== Source text

The best graphics are on the BBC and other media may well follow.
But for those who want to see it on the images from NASA, this image is recent.
You really need to open at 250 or 500 metres resolution, the chunk of ice that’s broken off is tiny on a regional scale.
Go right down to the bottom left corner of the image.
Go right until you can see the ice to the right of the north coast of Greenland, with a stretch of deep turquoiuse water leading up onto the image.
Place the mouse curser midway between the ice and water on the bottom on the image and scroll upwards until you meet more land, there’s an inlet with sparse ice just where the curser hits land (with a single berg to the right).
Now follow the coast up past an inlet blocked with ice until you can see 2 islands in an inlet, the islands are horizontal to each other. The bigger of the 2 islands is Ward Hunt Island itself.
On this image you can see the time just after it broke off. Ellesmere island is just right of centre, the orientation of the 2 islands mentioned above is vertical (not horizontal as in the image above.
Phil. Felton says
Re #709
Thanks Wayne, I’d also noticed that the inner passage looked close to passable. Was I correct in my identification of Wayne Hunt here?
http://i302.photobucket.com/albums/nn107/Sprintstar400/IceSheet.jpg
Hank Roberts says
Dan, the diesel exhaust from Arctic shipping will have far more effect on the ice. That’s actually been estimated. This isn’t the paper I recalled, but it’ll do as a start: http://www.sklog.labs.gov.cn/atticle/B07/B07004.pdf
I think if there were any significant effect of using icebreakers, we’d have seen them used to open up shipping channels months earlier than they normally melt out, in the many places where ice stops freighter use during winter months. There would be a strong economic incentive to use them if it would work.
And if icebreakers can’t even keep a channel clear, I’d guess there’s little basis to imagine they could make the whole ocean melt out faster.
Mark says
Dan C #712
Take an ordinary plank.
Seat on top of it a 1kg weight.
It is fine.
Seat another. Still fine. Keep on putting one more kilo.

====

■ Stated task
Continue the Arctic ice discussion from the point where it stops.

== Provided data

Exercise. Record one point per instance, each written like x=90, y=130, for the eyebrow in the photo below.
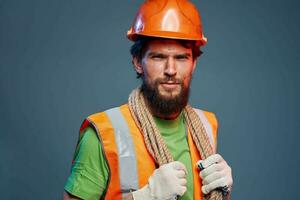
x=164, y=55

====

■ Exercise result
Will it always be fine?
No.
CO2 doesn’t go out of the system unless there’s a sink for it. And so it continues to grow.
So what was true in 1940 is not always going to be true.
wayne davidson says
#714 Phil, Yep, distinguishing fast ice and the ice shelf may be a problem.. This is why its always better to have a guy there doing field work. Further so, the passage, impassible even in September, for so many years, is now open for shipping.
Phil. Felton says
Re #713
Thanks Cobbly Worlds, I thought that I probably had it wrong, I was looking for something bigger!
Great pictures.
wayne davidson says
Phil, 00ps ya, Meighen Island looked like it, but after closer inspection was off by 400 miles. Me bad…
Jim Eager says
Links to images of the underlying topography of both Greenland and Antarctica have been posted before, I thought I had bookmarked them but apparently I did not and now I can find neither the comment with the links nor the images using a google search.
Does anyone have those links bookmarked or recall the thread where they were posted?
TIA
Nick Barnes says
Wayne: It’s not clear to me that Simpson Strait (between KWI and the mainland) is clear, or that the route up James Ross Strait and Peel Sound is clear enough for shipping. Do you have better images than I can find on MODIS (mostly obscured by cloud) or QuikSCAT? Amundsen would make it through, without a doubt, but I wouldn’t take a yacht up there yet. Another week or two and it’ll be blue water.
Cobblyworlds says
#712 Dan C,
“How plastic is sea ice and shelf ice (assuming there is some difference)?”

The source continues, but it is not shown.